Exercise: Transcribe the records that follow. Keep every word exactly, and drop the pictures.
········
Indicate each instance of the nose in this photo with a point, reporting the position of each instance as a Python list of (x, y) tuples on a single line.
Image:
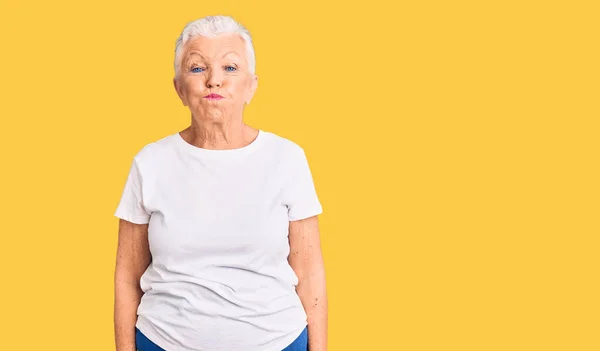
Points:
[(215, 79)]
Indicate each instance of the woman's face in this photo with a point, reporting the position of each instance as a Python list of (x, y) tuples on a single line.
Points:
[(215, 65)]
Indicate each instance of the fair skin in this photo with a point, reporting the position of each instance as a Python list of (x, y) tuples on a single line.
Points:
[(218, 65)]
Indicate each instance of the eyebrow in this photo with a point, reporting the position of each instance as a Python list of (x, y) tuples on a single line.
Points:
[(230, 52)]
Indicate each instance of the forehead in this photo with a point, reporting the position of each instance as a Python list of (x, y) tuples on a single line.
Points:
[(211, 47)]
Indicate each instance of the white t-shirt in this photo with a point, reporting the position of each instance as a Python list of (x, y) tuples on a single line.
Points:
[(219, 279)]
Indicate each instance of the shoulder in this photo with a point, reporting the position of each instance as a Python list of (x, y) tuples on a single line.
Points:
[(155, 151), (283, 145)]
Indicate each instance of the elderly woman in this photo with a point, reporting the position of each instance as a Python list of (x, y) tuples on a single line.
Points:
[(218, 244)]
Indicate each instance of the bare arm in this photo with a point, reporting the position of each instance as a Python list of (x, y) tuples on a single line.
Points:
[(133, 257), (306, 260)]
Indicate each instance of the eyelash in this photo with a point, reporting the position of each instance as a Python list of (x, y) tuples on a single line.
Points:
[(234, 69)]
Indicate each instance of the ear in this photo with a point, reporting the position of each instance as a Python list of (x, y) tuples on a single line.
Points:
[(253, 86), (179, 90)]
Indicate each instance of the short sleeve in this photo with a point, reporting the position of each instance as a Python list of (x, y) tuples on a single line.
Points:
[(300, 196), (131, 207)]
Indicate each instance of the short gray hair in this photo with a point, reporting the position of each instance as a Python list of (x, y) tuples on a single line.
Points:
[(210, 26)]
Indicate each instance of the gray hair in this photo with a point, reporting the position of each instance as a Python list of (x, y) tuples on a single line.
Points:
[(210, 26)]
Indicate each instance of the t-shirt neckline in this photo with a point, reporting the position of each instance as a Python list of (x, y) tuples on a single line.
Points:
[(202, 152)]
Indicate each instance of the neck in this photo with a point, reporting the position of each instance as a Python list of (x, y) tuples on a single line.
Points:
[(219, 136)]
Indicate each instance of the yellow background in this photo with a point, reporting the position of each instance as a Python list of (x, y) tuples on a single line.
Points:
[(454, 146)]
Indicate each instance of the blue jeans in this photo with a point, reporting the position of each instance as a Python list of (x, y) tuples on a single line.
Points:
[(142, 343)]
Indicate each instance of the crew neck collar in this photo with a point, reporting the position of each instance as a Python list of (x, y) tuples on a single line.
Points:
[(202, 152)]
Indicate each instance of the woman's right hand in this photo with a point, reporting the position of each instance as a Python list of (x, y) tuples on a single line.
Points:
[(133, 257)]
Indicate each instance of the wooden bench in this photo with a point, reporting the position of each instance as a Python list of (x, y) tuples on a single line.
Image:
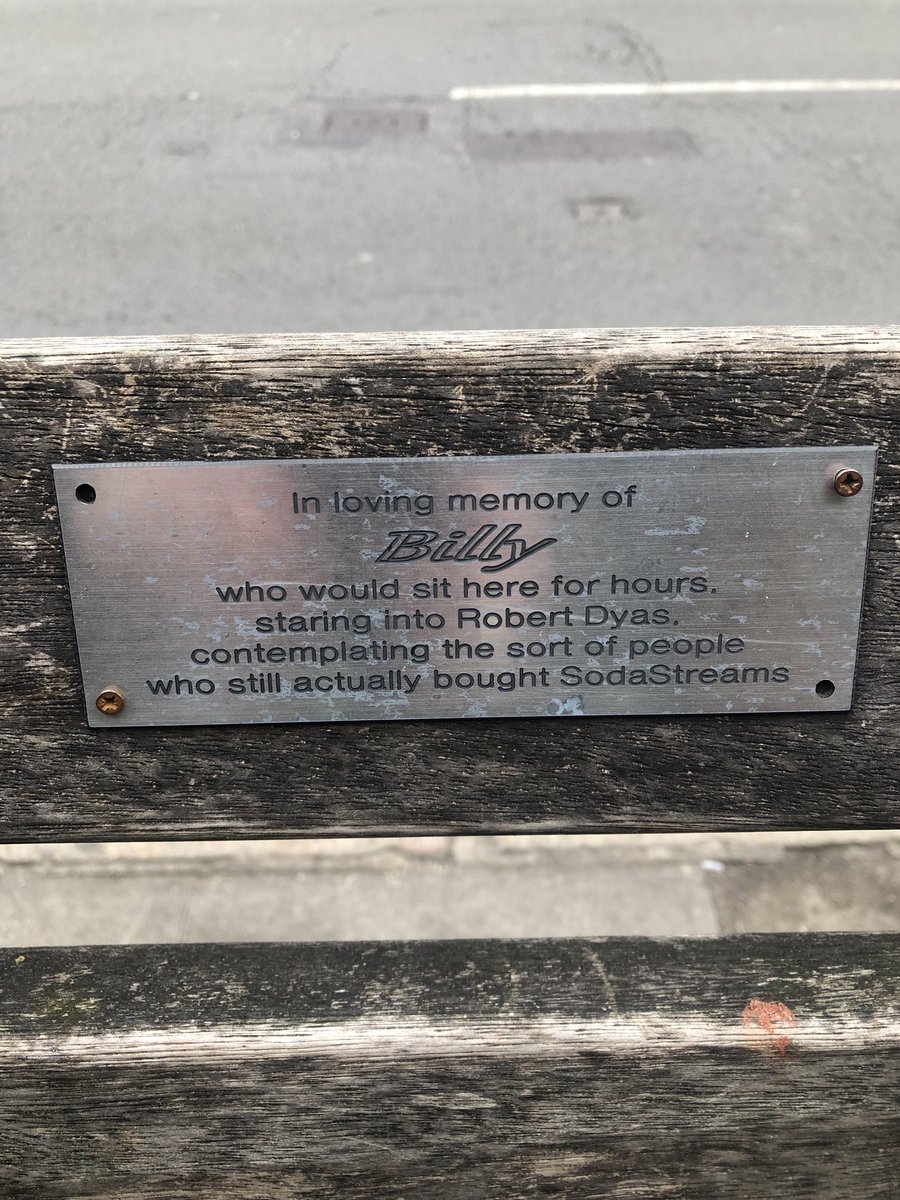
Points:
[(763, 1066)]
········
Solution to this task:
Indicate each instance of the nose in this photo with a point, reporting the position of each instance as a Python list of (x, y) tuples on a single line.
Image:
Points:
[(215, 79)]
Indicate each instance of the woman's face in this photo with a point, reporting the position of each instance as a Python list of (x, y) tuples on a single line.
Points:
[(215, 65)]
Indicate each instance of the fair skin in this photo with a point, reporting the position of each instance as a Python list of (x, y) tuples on a single line.
Points:
[(218, 65)]
Indicate each instance of the eyebrow in this photo with a point, reporting the position of each instance as a Python list of (x, y) tuples on a single line.
Points:
[(230, 52)]
Indicate each instance of the forehead in this photo with a point, reporting the position of each instance as a Python list of (x, y) tuples on a single line.
Points:
[(211, 47)]
Indicate each instance of the white t-shirt in this photo with a point, reporting the position of each instance as a Python list of (x, y) tuples on a single line.
Points:
[(219, 279)]
Indicate each instance of the shoulder in this photo with a point, reporting the position of each instance as a Python list of (x, y) tuples on a single line.
Points:
[(155, 151), (283, 145)]
Indicate each instance of the elderly woman in this photo with a point, reporting the position of each instance as a Python list of (x, y) tuples on a single line.
Points:
[(218, 244)]
Indicate each instance of the bare arm in this photo with a point, reporting the position of each instance as a Python list of (x, y) tuples on a single line.
Points:
[(133, 257), (306, 260)]
Indicate each instance of the eyelash in this photo with a point, reporting the position of each instance as a Python list of (x, y) tuples on a single line.
Points:
[(234, 69)]
Indicate each instance of the ear in this photo with a point, reporting the position of each instance as a Python list of (x, y) tuples on a single line.
Points:
[(253, 86), (179, 90)]
Indicate each instance of the short sleeve in this photo with a point, reporting the position of each instance as a Python list of (x, y) tuples on a single line.
Points:
[(300, 196), (131, 207)]
Indicate each instance of the short gray hair in this photo with a point, reporting the position of each instance as a Python list of (x, y) tuples on a single line.
Points:
[(210, 26)]
Indicate each instance of the gray hair in this photo with a point, reporting the position of each instance as a Python list of (x, y) tuples on a single line.
Points:
[(210, 26)]
Indicate each instance of the t-shirt neckline in this photo with a point, reporting the position of each instance as a Python list of (x, y) tuples on a single line.
Points:
[(202, 152)]
Indicate each instance of the neck in this photo with a point, reporting the position of each instance as a Python list of (x, y) tuples on a single line.
Points:
[(219, 136)]
Indicate each instance of the yellow background in this photo with a point, reporting the position of each instance as a Python list of (x, y) tuples on a single line.
Points:
[(454, 146)]
Indicate each instance of the blue jeans in this photo with a point, reporting the position of each instance as a Python list of (x, y) tuples on a single line.
Points:
[(142, 343)]
Indicate each instance of the crew neck collar in this photo with a point, reporting the position of each instance as a Python list of (x, y) tuples on a single line.
Points:
[(202, 152)]
Indicate each instance of the woman's right hand in this photo with a point, reporting the position of each instance as a Python list of (x, y) tuples on a single line.
Points:
[(133, 257)]
Indicate each instance of the wooden bench in this photo with a point, reporting the position of each instance as a Python list of (x, y) tuples on a single line.
Image:
Points:
[(763, 1066)]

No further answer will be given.